Copy the data below. Keep every line exactly as it is.

[Stored data entries]
........

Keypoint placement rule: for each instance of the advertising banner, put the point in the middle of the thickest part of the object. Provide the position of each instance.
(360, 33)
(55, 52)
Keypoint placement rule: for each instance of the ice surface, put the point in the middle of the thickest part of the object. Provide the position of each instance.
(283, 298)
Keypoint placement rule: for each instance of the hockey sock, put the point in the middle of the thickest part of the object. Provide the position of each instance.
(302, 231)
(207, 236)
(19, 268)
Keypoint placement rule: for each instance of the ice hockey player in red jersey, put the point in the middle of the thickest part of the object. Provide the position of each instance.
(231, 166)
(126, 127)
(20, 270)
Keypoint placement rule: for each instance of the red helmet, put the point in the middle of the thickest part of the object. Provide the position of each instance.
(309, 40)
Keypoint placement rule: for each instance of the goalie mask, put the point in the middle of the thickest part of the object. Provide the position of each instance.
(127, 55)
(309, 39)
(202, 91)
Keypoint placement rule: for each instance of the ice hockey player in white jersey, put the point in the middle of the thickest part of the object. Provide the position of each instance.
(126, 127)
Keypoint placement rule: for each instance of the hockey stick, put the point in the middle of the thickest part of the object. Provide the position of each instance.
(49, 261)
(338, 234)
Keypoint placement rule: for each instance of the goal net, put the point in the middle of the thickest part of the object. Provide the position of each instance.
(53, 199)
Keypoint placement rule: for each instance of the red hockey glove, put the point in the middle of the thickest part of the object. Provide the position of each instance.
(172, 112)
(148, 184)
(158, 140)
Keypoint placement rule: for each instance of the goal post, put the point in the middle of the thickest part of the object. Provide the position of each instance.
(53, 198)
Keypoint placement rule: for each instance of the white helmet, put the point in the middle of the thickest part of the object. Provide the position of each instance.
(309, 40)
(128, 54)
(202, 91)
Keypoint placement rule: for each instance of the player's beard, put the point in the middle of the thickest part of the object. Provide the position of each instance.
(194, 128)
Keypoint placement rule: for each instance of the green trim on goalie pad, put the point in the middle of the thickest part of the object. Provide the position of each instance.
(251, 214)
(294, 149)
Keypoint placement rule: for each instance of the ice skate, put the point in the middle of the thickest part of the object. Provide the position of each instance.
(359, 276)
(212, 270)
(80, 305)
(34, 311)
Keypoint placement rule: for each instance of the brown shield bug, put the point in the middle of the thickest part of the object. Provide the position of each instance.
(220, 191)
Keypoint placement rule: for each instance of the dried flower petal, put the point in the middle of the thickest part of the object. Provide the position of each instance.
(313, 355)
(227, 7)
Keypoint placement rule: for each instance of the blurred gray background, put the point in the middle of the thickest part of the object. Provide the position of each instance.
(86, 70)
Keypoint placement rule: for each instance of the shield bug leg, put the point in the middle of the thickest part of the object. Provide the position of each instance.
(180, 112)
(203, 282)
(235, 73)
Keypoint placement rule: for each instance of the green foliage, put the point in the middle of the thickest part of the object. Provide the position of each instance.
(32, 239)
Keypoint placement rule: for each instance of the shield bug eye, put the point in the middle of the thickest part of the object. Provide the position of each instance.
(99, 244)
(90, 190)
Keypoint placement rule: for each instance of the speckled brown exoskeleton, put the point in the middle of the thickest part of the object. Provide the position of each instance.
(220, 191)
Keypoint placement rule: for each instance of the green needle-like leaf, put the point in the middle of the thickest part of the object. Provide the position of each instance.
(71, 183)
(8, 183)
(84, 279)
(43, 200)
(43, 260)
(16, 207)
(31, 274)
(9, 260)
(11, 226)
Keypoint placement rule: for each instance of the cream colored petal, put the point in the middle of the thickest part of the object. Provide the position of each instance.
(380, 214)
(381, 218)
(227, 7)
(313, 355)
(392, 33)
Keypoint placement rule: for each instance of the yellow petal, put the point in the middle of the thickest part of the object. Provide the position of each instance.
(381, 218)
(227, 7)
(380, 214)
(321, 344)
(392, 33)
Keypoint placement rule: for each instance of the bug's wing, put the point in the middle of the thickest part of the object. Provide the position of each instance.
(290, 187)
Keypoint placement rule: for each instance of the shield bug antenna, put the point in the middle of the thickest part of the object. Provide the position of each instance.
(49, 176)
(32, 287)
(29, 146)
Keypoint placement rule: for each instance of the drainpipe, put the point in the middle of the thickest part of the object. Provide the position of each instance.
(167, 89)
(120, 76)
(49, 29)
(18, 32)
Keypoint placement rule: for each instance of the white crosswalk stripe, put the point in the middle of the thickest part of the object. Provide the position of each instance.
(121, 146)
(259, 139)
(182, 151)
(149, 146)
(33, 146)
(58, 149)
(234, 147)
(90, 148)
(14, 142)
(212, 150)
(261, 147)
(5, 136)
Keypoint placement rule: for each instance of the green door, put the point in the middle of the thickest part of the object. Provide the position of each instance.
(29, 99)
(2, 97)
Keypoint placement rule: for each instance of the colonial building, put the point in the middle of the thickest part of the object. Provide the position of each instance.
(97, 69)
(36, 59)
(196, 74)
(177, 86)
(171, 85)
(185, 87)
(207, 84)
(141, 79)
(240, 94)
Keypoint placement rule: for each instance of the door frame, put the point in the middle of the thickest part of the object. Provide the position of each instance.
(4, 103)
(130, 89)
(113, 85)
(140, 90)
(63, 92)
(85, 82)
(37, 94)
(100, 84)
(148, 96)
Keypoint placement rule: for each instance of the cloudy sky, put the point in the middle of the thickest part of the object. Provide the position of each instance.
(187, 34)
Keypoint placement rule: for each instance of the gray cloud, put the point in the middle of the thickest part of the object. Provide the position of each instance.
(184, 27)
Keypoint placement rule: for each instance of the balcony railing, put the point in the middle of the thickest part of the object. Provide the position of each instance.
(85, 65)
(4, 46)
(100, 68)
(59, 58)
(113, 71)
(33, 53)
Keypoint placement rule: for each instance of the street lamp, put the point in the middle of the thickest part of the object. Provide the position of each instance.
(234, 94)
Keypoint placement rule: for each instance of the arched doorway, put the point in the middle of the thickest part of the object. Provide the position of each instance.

........

SOLUTION TO THE PROBLEM:
Keypoint placement rule: for each instance of the advertising banner, put the point in the middle of the thickest part of the object. Provide the position of each instance.
(360, 33)
(55, 52)
Keypoint placement rule: for each instance of the ice surface, put the point in the middle of the thickest part of the object. Provide the position of each instance.
(283, 298)
Keypoint placement rule: for each instance of the hockey sock, put the point in the middle of the thickest part of the object. Provide the position of each instance.
(302, 231)
(207, 236)
(19, 268)
Keypoint placement rule: for each instance of the ice hockey player in red jersey, put the point in the middle of the thickest part of the object. Provide the position of each instance.
(231, 166)
(126, 127)
(20, 270)
Keypoint placement rule: for each instance of the red helmet, put the point in the middle of the thickest part of the object. Provide the position of each instance.
(309, 40)
Keypoint placement rule: for each instance of the goalie mask, put the point in the middle of the thickest part of the object. Provide the position of each instance.
(127, 55)
(309, 39)
(202, 91)
Keypoint placement rule: for each instance of the ice hockey player in white jersey, put the point in the middle of the thickest part of the object. Provide the position of each instance.
(126, 127)
Keypoint placement rule: for each instance of the hockey stick, put the point in the middle of the thickest part of the object. Provide the position of each instance.
(49, 261)
(338, 234)
Keypoint placement rule: for each instance of the goal net, put the point in the middle of the thickest part of the object. Provide the position of each instance.
(53, 199)
Keypoint placement rule: for each instance of the red hockey glove, put the point in the middle of the thickest part of the object. Provide the position of each instance.
(172, 112)
(148, 184)
(158, 140)
Keypoint placement rule: for each instance of the goal post, put the point in the middle of the thickest part of the object. Provide the position of each instance.
(53, 198)
Keypoint placement rule: for each instance of the white helmet, put the point in the middle of the thickest part of the object. Provide the position of each instance.
(309, 40)
(128, 54)
(202, 91)
Keypoint placement rule: for each instance of the player's beard, put the point in the middle of the thickest part of the object. Provide the position of each instance.
(194, 128)
Keypoint placement rule: for each instance of the green trim on goalie pad, put the point in the middle of the thickest part of the object. Provide the position of each instance.
(251, 214)
(294, 149)
Keypoint placement rule: for each instance of the ice skate, put the point in the middle of the thickest part of the object. Provide the position of each instance.
(359, 276)
(212, 270)
(80, 305)
(34, 311)
Keypoint placement rule: for each instance of the brown shield bug, put the point in the middle of the thickest part of the object. Provide the position of each instance.
(220, 191)
Keypoint placement rule: for each instance of the dried flower petal, put the point in the middle of the thickest part of the object. Provide the position of each instance.
(313, 355)
(227, 7)
Keypoint placement rule: for each instance of the blurred gray background, put the point in the middle of the thickest part of the object. Provide the position of each instance.
(86, 70)
Keypoint placement rule: for each instance of the shield bug leg, put the point in the middle of the thickest part of the object. Provide the position of each instance.
(180, 112)
(203, 282)
(235, 73)
Keypoint placement rule: for each instance of the green foliage, put the point in the middle of the thickest part of the object. Provide the position of each instance.
(32, 239)
Keypoint placement rule: for each instance of the shield bug eye, put the point in the middle of the thickest part of the object. Provide the position of each instance.
(99, 244)
(90, 190)
Keypoint placement rule: for each instance of the speckled brown exoskeleton, put the point in the middle of the thickest part of the object. Provide the position of each instance.
(220, 191)
Keypoint placement rule: for each instance of the green needle-like leaf, put the point in the middle of the thickest part of the object. Provide the position of each instance.
(71, 183)
(8, 183)
(84, 279)
(43, 200)
(43, 260)
(16, 207)
(31, 274)
(9, 260)
(11, 226)
Keypoint placement rule: for each instance of the cream colored petal, put the point in the middle of the thickest part of the object. Provide the position of each instance.
(380, 214)
(381, 218)
(227, 7)
(313, 355)
(392, 33)
Keypoint placement rule: for each instance of the yellow petal, put the point in the middle of the thickest part of the object. Provide the position of each instance.
(381, 218)
(227, 7)
(380, 214)
(321, 344)
(392, 33)
Keypoint placement rule: for each instance of the bug's wing, put the point in the middle of the thickest part of the object. Provide the position of each instance.
(290, 187)
Keypoint placement rule: for each instance of the shield bug antenna, put the point in the middle of the thickest part of the object. Provide the position of each instance.
(49, 176)
(32, 287)
(29, 146)
Keypoint placement rule: for each instance of the drainpipe, put the point in the middle of the thickest part of the object. Provide the position of each instance.
(167, 89)
(120, 76)
(49, 29)
(18, 32)
Keypoint placement rule: for each instance of the white crosswalk stripe, put the point in the middle of the thickest part of the object. Provide the position of each instance.
(121, 146)
(259, 139)
(182, 151)
(149, 146)
(33, 146)
(58, 149)
(234, 147)
(90, 148)
(14, 142)
(212, 150)
(261, 147)
(5, 136)
Keypoint placement rule: for each instance of the green door, put the point in the middle of the thickest part of the object. Provide the position of each instance.
(29, 99)
(2, 97)
Keypoint placement rule: for each instance of the colonial building, put the point in the middle of the thickest part of the object. Provide the position of each instance.
(97, 69)
(36, 59)
(196, 74)
(177, 86)
(171, 85)
(185, 87)
(207, 84)
(141, 79)
(240, 94)
Keypoint placement rule: for each instance of the door frame, put the point in the middle of the thickest part of the object. Provide the position of each instance.
(4, 103)
(130, 89)
(113, 85)
(140, 90)
(63, 92)
(85, 82)
(37, 94)
(100, 84)
(148, 96)
Keypoint placement rule: for each instance of the cloudy sky, put the point in the middle of the thickest part of the object. Provide the position of each instance.
(187, 34)
Keypoint placement rule: for each instance of the gray cloud, put the point in the middle of the thickest part of the object. Provide the position of each instance.
(184, 27)
Keypoint placement rule: for each instance of the balcony railing, put the point in the middle of the thickest part of the object. Provide the position of each instance.
(85, 65)
(4, 46)
(100, 68)
(59, 58)
(113, 71)
(33, 53)
Keypoint placement rule: for each instance of the street lamp, put the point in the middle of the thickest part of the object. Provide the position of each instance.
(234, 94)
Keypoint placement rule: for each instance of the arched doorway, put the point in the middle of the thickest part of the object. Provide the position of each instance.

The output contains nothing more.